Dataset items
(begin)

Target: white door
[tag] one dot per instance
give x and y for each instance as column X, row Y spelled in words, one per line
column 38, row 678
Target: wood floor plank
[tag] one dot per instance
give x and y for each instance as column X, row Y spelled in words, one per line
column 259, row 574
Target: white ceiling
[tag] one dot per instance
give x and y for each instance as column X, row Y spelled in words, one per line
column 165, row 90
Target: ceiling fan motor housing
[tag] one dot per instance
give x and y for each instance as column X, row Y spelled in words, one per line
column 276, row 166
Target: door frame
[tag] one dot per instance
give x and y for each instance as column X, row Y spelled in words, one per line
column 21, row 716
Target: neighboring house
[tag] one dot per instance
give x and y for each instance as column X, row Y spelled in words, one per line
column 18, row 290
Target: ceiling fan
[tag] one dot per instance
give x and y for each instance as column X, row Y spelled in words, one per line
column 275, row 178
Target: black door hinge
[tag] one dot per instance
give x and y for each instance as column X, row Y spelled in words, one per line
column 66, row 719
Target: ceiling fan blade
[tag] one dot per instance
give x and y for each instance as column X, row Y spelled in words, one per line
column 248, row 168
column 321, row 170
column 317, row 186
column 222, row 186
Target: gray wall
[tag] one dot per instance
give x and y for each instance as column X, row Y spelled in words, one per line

(end)

> _STATED TASK_: Arrange every line of the entries above as a Markdown table with the columns Number and Text, numbering the rows in order and omitting blank lines.

> _RESPONSE FOR THIS EXERCISE_:
| Number | Text |
|---|---|
| 1 | Target: white door |
| 2 | [tag] one dot per instance |
| 3 | give x and y for each instance as column X, row Y spelled in words, one per line |
| 4 | column 38, row 678 |
| 5 | Target: wood floor plank |
| 6 | [tag] one dot per instance |
| 7 | give x and y for each instance as column X, row Y spelled in words, one per line |
| 8 | column 259, row 574 |
| 9 | Target: white ceiling |
| 10 | [tag] one dot per instance |
| 11 | give x and y for each instance as column X, row Y spelled in words, one per line |
| 12 | column 165, row 90 |
| 13 | Target: ceiling fan motor housing |
| 14 | [tag] one dot per instance |
| 15 | give x and y for each instance as column X, row Y spelled in words, one per line |
| 16 | column 276, row 166 |
| 17 | Target: door frame |
| 18 | [tag] one dot per instance |
| 19 | give x and y for each instance as column X, row Y spelled in words, one per line |
| 20 | column 21, row 716 |
| 21 | Target: neighboring house |
| 22 | [tag] one dot per instance |
| 23 | give x and y for each instance as column X, row Y spelled in words, one per line |
| 24 | column 18, row 290 |
| 25 | Target: ceiling fan |
| 26 | [tag] one dot per instance |
| 27 | give x and y for each instance as column X, row Y spelled in words, one per line |
| 28 | column 275, row 178 |
| 29 | Target: black door hinge |
| 30 | [tag] one dot per instance |
| 31 | give x and y for each instance as column X, row Y spelled in words, one per line |
| 32 | column 66, row 719 |
| 33 | Target: ceiling fan blade |
| 34 | [tag] one dot per instance |
| 35 | give x and y for each instance as column X, row Y spelled in words, one per line |
| 36 | column 248, row 168 |
| 37 | column 321, row 170 |
| 38 | column 317, row 186 |
| 39 | column 222, row 186 |
| 40 | Target: gray wall |
| 41 | [tag] one dot per instance |
| 42 | give x and y for each instance as column X, row Y spelled in words, one per line |